◆ Aim:
Reproduce the line containing "[tag] one dot per instance, sample [323,32]." exactly, along with each line after it through the end of the data; pictures are left out.

──────── Listed entries

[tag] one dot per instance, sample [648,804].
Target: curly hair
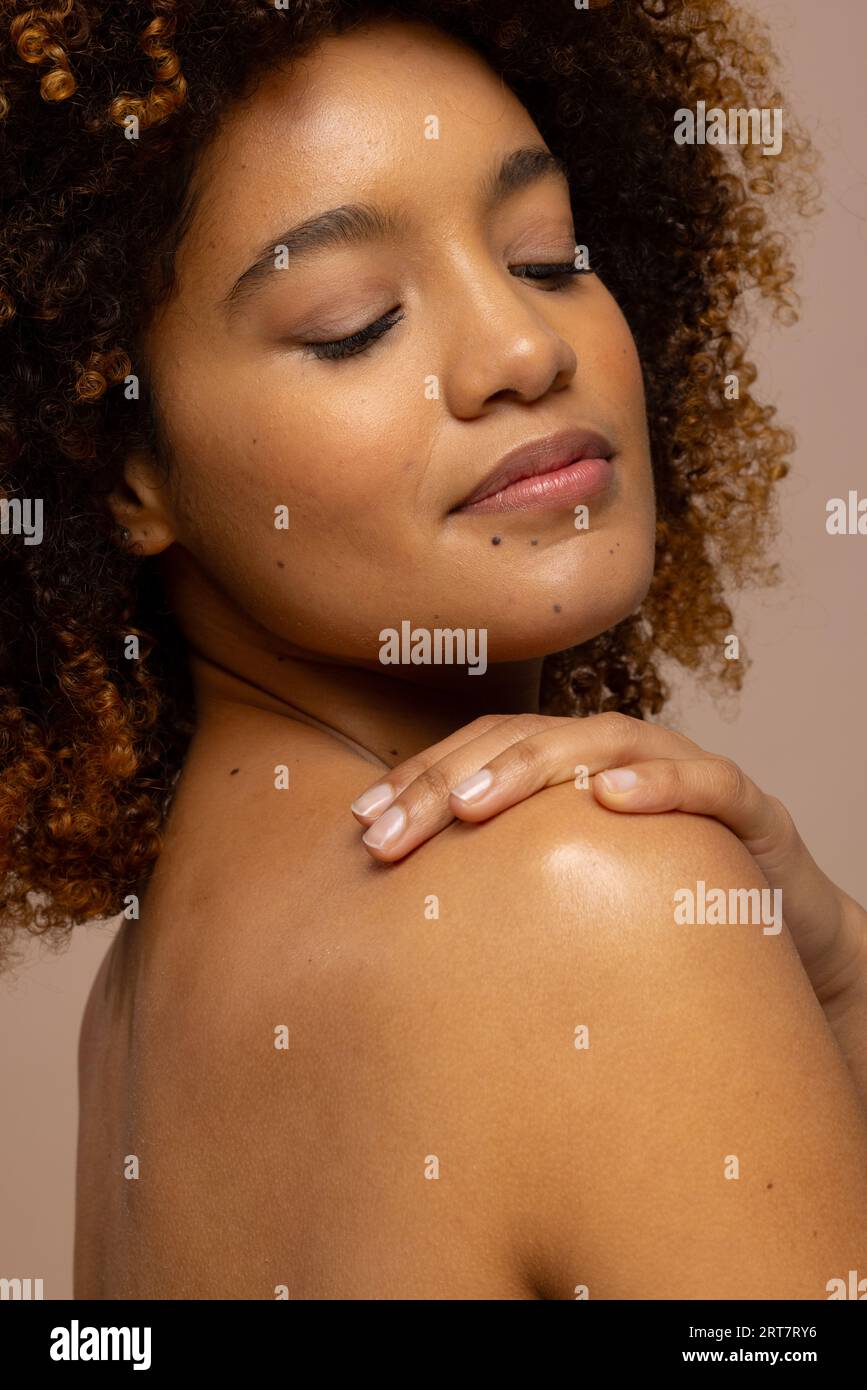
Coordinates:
[91,742]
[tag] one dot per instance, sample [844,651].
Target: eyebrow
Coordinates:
[356,223]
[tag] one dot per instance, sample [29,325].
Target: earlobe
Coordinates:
[139,503]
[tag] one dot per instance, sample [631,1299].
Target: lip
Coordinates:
[549,471]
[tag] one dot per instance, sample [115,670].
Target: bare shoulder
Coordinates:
[509,1065]
[602,1020]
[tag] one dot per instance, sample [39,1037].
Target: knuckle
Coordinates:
[528,724]
[486,722]
[435,784]
[730,780]
[616,724]
[782,819]
[524,759]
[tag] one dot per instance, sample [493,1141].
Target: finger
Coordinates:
[563,755]
[374,799]
[481,779]
[423,808]
[706,786]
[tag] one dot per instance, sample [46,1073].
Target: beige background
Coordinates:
[799,729]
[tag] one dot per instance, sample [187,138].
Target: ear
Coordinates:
[141,503]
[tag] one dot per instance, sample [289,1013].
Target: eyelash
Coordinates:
[559,275]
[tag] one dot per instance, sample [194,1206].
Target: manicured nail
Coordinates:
[386,829]
[373,801]
[618,779]
[473,787]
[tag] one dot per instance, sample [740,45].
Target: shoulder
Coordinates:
[614,1100]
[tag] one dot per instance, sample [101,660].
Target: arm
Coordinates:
[498,762]
[707,1055]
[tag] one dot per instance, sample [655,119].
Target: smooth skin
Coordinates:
[639,767]
[428,1129]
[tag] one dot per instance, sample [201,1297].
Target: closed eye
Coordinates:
[557,275]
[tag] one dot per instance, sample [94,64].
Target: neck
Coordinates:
[385,717]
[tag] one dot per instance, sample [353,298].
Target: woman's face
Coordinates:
[364,460]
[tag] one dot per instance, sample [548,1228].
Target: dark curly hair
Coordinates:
[92,744]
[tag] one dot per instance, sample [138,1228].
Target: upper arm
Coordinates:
[703,1139]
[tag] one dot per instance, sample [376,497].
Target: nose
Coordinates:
[502,342]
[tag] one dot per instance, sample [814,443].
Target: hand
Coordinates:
[631,766]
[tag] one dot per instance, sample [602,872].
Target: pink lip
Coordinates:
[549,491]
[545,473]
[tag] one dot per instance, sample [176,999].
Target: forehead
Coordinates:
[357,113]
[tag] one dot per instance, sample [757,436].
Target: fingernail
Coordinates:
[386,829]
[473,787]
[618,779]
[374,799]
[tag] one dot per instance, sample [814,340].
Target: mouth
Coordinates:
[550,473]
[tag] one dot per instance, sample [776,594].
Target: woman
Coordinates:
[378,373]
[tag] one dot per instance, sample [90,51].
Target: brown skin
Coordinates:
[414,1036]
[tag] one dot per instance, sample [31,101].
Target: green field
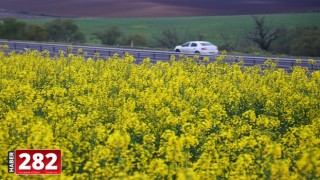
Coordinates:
[212,27]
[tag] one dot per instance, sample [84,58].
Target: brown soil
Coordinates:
[151,8]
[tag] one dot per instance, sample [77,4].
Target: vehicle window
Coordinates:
[185,45]
[206,44]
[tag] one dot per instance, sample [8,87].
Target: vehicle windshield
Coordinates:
[206,44]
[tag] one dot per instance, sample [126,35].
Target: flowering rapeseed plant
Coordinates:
[182,119]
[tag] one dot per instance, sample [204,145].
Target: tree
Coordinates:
[11,29]
[64,31]
[263,34]
[109,36]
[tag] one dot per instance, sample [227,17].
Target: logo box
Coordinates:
[36,161]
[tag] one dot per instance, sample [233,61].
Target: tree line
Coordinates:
[263,36]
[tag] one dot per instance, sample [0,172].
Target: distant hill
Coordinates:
[152,8]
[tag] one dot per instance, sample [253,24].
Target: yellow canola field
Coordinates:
[183,119]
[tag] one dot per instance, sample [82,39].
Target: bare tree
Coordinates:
[263,34]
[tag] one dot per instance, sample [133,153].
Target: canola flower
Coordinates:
[183,119]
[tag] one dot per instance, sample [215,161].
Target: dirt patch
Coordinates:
[150,8]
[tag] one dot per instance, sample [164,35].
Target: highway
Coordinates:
[154,55]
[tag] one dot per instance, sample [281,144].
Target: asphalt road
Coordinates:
[154,55]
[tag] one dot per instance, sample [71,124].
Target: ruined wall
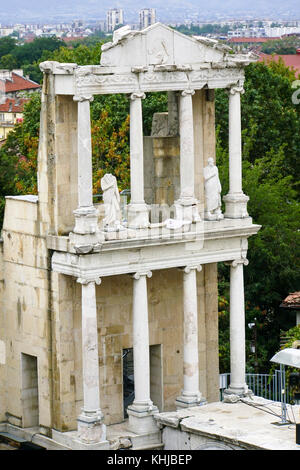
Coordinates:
[25,324]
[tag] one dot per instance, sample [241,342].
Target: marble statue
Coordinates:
[212,188]
[111,199]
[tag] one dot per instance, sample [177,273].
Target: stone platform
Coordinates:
[244,425]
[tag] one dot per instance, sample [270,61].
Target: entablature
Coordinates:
[220,241]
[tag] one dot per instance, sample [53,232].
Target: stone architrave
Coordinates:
[212,189]
[111,199]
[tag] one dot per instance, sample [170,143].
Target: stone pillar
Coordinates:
[86,215]
[186,205]
[237,385]
[190,395]
[235,200]
[173,127]
[142,409]
[137,210]
[91,429]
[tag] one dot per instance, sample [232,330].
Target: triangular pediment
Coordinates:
[159,45]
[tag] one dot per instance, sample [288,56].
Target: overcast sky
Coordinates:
[19,10]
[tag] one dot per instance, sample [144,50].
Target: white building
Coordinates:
[147,17]
[114,17]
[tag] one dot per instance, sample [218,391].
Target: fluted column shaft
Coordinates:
[137,209]
[237,329]
[190,395]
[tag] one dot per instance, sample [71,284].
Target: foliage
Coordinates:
[271,151]
[270,120]
[7,45]
[270,179]
[110,151]
[292,335]
[18,156]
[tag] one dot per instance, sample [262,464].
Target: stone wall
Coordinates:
[24,312]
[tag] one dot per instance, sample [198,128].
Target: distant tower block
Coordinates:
[114,18]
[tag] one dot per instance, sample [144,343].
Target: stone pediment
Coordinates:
[161,46]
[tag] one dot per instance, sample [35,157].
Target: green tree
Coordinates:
[7,45]
[8,61]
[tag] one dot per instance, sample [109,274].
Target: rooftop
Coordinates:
[248,424]
[290,60]
[12,81]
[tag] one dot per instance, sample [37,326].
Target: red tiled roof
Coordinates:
[292,300]
[18,83]
[290,60]
[13,106]
[73,38]
[259,40]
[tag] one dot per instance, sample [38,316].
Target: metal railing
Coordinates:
[267,386]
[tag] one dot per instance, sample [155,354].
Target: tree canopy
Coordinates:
[271,155]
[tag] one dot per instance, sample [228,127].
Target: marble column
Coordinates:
[186,205]
[237,385]
[91,429]
[137,210]
[142,409]
[235,200]
[86,215]
[190,395]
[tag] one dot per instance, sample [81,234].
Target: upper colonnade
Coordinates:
[157,58]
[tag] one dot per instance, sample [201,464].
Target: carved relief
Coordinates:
[158,54]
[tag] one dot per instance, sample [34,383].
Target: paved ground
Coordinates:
[247,425]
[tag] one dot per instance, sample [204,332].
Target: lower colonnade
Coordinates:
[91,427]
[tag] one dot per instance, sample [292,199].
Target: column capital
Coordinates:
[137,95]
[84,281]
[139,274]
[237,261]
[188,269]
[187,92]
[80,98]
[234,89]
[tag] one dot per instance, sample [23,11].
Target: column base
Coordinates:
[141,421]
[187,402]
[91,430]
[137,216]
[236,205]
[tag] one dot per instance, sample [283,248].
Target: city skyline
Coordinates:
[191,10]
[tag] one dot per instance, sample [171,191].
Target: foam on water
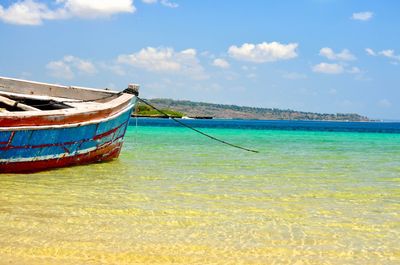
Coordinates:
[175,197]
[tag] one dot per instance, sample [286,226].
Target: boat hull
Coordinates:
[31,149]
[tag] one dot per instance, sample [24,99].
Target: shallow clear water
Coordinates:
[174,197]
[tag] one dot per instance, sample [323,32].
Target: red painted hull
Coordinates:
[104,153]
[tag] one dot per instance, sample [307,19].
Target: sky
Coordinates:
[328,56]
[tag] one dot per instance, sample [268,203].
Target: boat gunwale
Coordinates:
[69,125]
[71,111]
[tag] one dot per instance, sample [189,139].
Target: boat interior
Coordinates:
[21,95]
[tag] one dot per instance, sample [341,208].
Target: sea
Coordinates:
[315,193]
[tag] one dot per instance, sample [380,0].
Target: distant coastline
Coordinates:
[179,108]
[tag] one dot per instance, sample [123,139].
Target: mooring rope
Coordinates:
[196,130]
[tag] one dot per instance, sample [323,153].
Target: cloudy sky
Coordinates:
[312,55]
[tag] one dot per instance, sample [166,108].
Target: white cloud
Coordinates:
[363,16]
[294,76]
[344,55]
[328,68]
[165,60]
[354,70]
[31,12]
[67,67]
[149,1]
[370,52]
[221,63]
[98,8]
[28,12]
[384,103]
[389,53]
[163,2]
[263,52]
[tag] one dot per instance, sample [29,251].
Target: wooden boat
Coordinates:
[45,126]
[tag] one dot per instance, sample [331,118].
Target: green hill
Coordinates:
[200,109]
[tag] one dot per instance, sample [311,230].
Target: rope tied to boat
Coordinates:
[196,130]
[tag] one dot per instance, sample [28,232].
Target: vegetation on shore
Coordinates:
[179,108]
[147,111]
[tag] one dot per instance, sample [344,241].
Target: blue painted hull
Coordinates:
[35,148]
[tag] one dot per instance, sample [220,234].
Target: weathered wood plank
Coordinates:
[13,103]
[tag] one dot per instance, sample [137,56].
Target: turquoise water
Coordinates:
[174,197]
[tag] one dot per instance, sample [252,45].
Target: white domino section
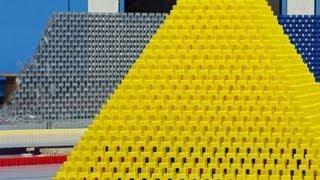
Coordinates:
[109,6]
[38,138]
[300,7]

────────────────

◆ Written response:
[tag] one dot per instance, sample [323,32].
Target: red painted hull
Coordinates:
[104,153]
[tag] one dot per instance, sample [307,19].
Target: sky
Coordinates:
[328,56]
[tag] one dot per instance, sample [268,203].
Target: boat gunwale
Coordinates:
[69,125]
[71,111]
[tag] one dot per instance, sample [189,139].
Target: boat interior
Coordinates:
[21,95]
[tag] one dot per instance, sample [341,208].
Target: sea
Coordinates:
[315,193]
[tag] one dot per instance, sample [380,0].
Target: distant coastline
Coordinates:
[179,108]
[tag] one dot per instance, sample [123,139].
Target: mooring rope
Coordinates:
[196,130]
[tag] one dot per instance, sample [323,153].
Target: cloudy sky
Coordinates:
[312,55]
[tag] one dot per instance, sample [166,108].
Target: white cloud
Coordinates:
[363,16]
[294,76]
[344,55]
[328,68]
[165,60]
[354,70]
[31,12]
[67,67]
[149,1]
[370,52]
[221,63]
[98,8]
[28,12]
[384,103]
[389,53]
[163,2]
[263,52]
[tag] one dot per instance, sample [29,251].
Target: wooden boat
Coordinates:
[45,126]
[tag] one dot per instance, sample [331,118].
Target: green hill
Coordinates:
[200,109]
[tag] one dot per instance, sample [311,230].
Target: rope tied to boat
Coordinates:
[196,130]
[tag] one dot per instance, sample [28,232].
Target: vegetation on shore
Coordinates:
[179,108]
[147,111]
[tag] one dot per instance, sample [344,241].
Target: blue painted hull
Coordinates:
[35,148]
[tag] one dot per instance, sample [220,234].
Target: weathered wood plank
Coordinates:
[13,103]
[tag] one dot per instance, sample [137,56].
Target: turquoise water
Coordinates:
[174,197]
[tag] one dot per instance, sample [252,45].
Target: white domino section
Coordinates:
[109,6]
[38,138]
[300,7]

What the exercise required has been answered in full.